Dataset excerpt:
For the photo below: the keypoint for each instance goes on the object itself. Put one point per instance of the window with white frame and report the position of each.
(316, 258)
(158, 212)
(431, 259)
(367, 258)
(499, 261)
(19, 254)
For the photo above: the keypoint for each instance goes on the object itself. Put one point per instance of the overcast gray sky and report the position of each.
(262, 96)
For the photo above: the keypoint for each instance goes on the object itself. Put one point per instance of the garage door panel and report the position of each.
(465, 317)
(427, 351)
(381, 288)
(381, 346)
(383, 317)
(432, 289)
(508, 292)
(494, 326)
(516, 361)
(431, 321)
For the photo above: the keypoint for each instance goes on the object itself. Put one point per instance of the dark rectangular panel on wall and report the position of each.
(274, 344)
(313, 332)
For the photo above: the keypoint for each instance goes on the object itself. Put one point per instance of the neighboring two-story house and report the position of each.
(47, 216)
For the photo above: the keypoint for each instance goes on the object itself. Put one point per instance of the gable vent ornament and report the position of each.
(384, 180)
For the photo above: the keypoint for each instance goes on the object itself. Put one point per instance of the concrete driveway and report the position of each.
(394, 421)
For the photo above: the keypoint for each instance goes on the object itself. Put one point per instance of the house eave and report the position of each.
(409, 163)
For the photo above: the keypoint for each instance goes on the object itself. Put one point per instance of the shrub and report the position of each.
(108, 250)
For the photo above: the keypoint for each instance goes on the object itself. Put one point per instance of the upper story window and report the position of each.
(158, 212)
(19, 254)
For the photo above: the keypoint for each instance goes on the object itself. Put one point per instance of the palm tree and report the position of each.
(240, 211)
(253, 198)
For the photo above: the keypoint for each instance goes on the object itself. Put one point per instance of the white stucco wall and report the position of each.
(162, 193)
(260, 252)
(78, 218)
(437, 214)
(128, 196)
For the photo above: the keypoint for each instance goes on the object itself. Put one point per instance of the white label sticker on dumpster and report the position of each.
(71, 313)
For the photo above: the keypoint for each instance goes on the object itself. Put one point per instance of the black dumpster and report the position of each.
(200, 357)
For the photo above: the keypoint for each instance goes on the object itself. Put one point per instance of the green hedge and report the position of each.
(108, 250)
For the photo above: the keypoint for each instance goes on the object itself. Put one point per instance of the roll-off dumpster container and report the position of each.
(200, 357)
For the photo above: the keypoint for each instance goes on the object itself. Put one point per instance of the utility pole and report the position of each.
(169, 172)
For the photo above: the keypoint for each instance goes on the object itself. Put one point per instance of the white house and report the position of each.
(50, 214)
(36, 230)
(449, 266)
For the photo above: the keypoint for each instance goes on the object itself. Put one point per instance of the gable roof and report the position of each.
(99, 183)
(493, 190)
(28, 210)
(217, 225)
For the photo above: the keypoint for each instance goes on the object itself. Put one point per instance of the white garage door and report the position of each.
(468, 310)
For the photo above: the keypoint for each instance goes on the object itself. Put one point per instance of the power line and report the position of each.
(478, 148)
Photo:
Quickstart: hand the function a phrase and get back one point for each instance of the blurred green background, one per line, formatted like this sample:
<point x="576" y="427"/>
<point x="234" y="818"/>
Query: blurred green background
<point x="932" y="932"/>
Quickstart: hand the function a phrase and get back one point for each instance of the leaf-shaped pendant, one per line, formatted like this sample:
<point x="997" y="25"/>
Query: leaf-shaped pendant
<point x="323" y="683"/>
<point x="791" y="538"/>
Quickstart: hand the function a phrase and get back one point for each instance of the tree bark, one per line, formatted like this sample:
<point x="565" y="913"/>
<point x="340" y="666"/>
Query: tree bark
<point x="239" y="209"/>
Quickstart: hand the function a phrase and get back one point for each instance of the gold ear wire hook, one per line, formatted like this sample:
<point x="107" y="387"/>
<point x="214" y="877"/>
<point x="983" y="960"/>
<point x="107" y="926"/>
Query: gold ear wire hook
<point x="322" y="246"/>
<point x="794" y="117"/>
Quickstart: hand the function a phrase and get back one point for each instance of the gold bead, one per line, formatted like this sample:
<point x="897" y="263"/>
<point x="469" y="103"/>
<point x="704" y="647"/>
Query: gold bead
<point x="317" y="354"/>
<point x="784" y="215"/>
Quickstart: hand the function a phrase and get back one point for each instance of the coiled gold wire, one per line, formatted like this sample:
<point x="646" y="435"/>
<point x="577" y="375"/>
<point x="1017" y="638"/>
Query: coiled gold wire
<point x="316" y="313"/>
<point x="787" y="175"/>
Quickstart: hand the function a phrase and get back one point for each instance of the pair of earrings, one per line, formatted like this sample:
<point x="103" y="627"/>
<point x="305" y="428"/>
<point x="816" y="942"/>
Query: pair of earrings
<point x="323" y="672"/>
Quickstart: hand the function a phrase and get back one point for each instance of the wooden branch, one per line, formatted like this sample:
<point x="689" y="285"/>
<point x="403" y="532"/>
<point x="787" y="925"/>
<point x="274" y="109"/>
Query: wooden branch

Written exercise:
Write out the entire listing exactly.

The solution:
For the photo below: the keypoint for each instance goes on the object itself. Put one point per instance of the window with white frame and report the position of each.
(316, 258)
(158, 212)
(431, 259)
(367, 258)
(499, 261)
(19, 254)
For the photo above: the keypoint for each instance goes on the object itself. Put one point per instance of the overcast gray sky and report the position of each.
(262, 96)
For the photo above: the keypoint for each instance goes on the object itself. Put one point per instance of the garage door panel and report the position of each.
(465, 317)
(427, 351)
(381, 288)
(381, 346)
(383, 317)
(432, 289)
(508, 292)
(494, 326)
(516, 361)
(431, 321)
For the photo above: the keypoint for each instance goes on the object itself. Put one point per instance of the dark rectangular panel on wall and report the position of each.
(274, 344)
(313, 332)
For the photo above: the keypoint for each instance goes on the object itself. Put one point per instance of the neighboring two-story house and report the position of each.
(47, 216)
For the photo above: the keypoint for each instance goes on the object itself. Put one point per instance of the gable vent ornament and report the position of each.
(384, 180)
For the photo above: the keypoint for each instance goes on the object itself. Put one point per instance of the concrete driveway and report the position of each.
(394, 421)
For the photo above: the keypoint for each instance goes on the object itself. Put one point per instance of the house eave and report the position of each.
(409, 163)
For the photo above: the keypoint for each instance goes on the object itself. Put one point per instance of the shrub and report the position of each.
(108, 250)
For the photo above: the keypoint for each instance goes on the object itself. Put one point per instance of the upper story window and report the position of each.
(158, 212)
(19, 254)
For the photo above: the keypoint for each instance goes on the object itself. Put one point per instance of the palm tree and report the position of each.
(240, 211)
(253, 198)
For the photo above: the keypoint for each instance goes on the object itself. Put one point per instance of the white stucco wall and report the position of each.
(162, 193)
(260, 252)
(78, 218)
(437, 214)
(128, 196)
For the photo above: the keypoint for each instance goes on the object itself. Put one point per instance of the white label sticker on dumpster and report the position of each.
(71, 313)
For the photo above: the keypoint for each instance goes on the object itself. Put one point per instance of the black dumpster and report the position of each.
(200, 357)
For the photo above: the keypoint for each instance goes on the object itself. Put one point per instance of the green hedge and report the position of each.
(108, 250)
For the photo above: the keypoint for each instance goes on the object itself. Put one point per instance of the roll-off dumpster container and report the position of each.
(200, 357)
For the photo above: the keypoint for each instance goes on the object itself. Put one point per instance of the utility pole and report the position of each.
(169, 172)
For the photo above: the keypoint for each instance goes on the object itself. Put one point per instance of the white house and report the position of each.
(50, 214)
(36, 230)
(449, 266)
For the photo above: the keypoint for each instance goes on the object itself. Put one point per instance of the gable roof and report the position of each.
(99, 183)
(493, 190)
(28, 210)
(217, 225)
For the photo above: the keypoint for each instance goes on the object itself. Put one point per instance of the white garage door and report the position of each.
(468, 310)
For the photo above: the keypoint for each instance goes on the object itself. Put one point per instance of the power line and report the position of each.
(478, 148)
Photo:
Quickstart: hand the function a phrase and get back one point for each instance of the blurred green background, one per line, formatted like this sample:
<point x="576" y="427"/>
<point x="234" y="818"/>
Query: blurred green background
<point x="932" y="932"/>
Quickstart: hand the function a phrase and get back one point for each instance of the leaf-shaped pendant, one per line, formatted like this sample:
<point x="997" y="25"/>
Query: leaf-shaped pendant
<point x="323" y="683"/>
<point x="791" y="538"/>
Quickstart: hand the function a phrase and get back one point for each instance of the tree bark, one per line, formatted like this sample:
<point x="565" y="913"/>
<point x="340" y="666"/>
Query: tree bark
<point x="239" y="209"/>
Quickstart: hand the function a phrase and get back one point for each instance of the gold ear wire hook, one per line, formatted like this sample:
<point x="107" y="387"/>
<point x="214" y="877"/>
<point x="983" y="960"/>
<point x="107" y="926"/>
Query: gold ear wire hook
<point x="322" y="246"/>
<point x="794" y="117"/>
Quickstart: hand the function a phrase and get back one point for each instance of the gold bead, one per line, formatted like this sample:
<point x="897" y="263"/>
<point x="469" y="103"/>
<point x="704" y="647"/>
Query: gold bead
<point x="317" y="354"/>
<point x="784" y="215"/>
Quickstart: hand the function a phrase and get back one point for each instance of the coiled gold wire, one per line, formatted like this sample:
<point x="646" y="435"/>
<point x="577" y="375"/>
<point x="1017" y="638"/>
Query: coiled gold wire
<point x="316" y="313"/>
<point x="787" y="175"/>
Quickstart: hand the function a phrase and get back one point for each instance of the pair of earrings, one per line, formatted like this sample:
<point x="103" y="627"/>
<point x="305" y="428"/>
<point x="816" y="942"/>
Query: pair of earrings
<point x="323" y="672"/>
Quickstart: hand the function a phrase and get back one point for each instance of the wooden branch, one per line, formatted like this sample:
<point x="689" y="285"/>
<point x="403" y="532"/>
<point x="787" y="925"/>
<point x="274" y="109"/>
Query: wooden branch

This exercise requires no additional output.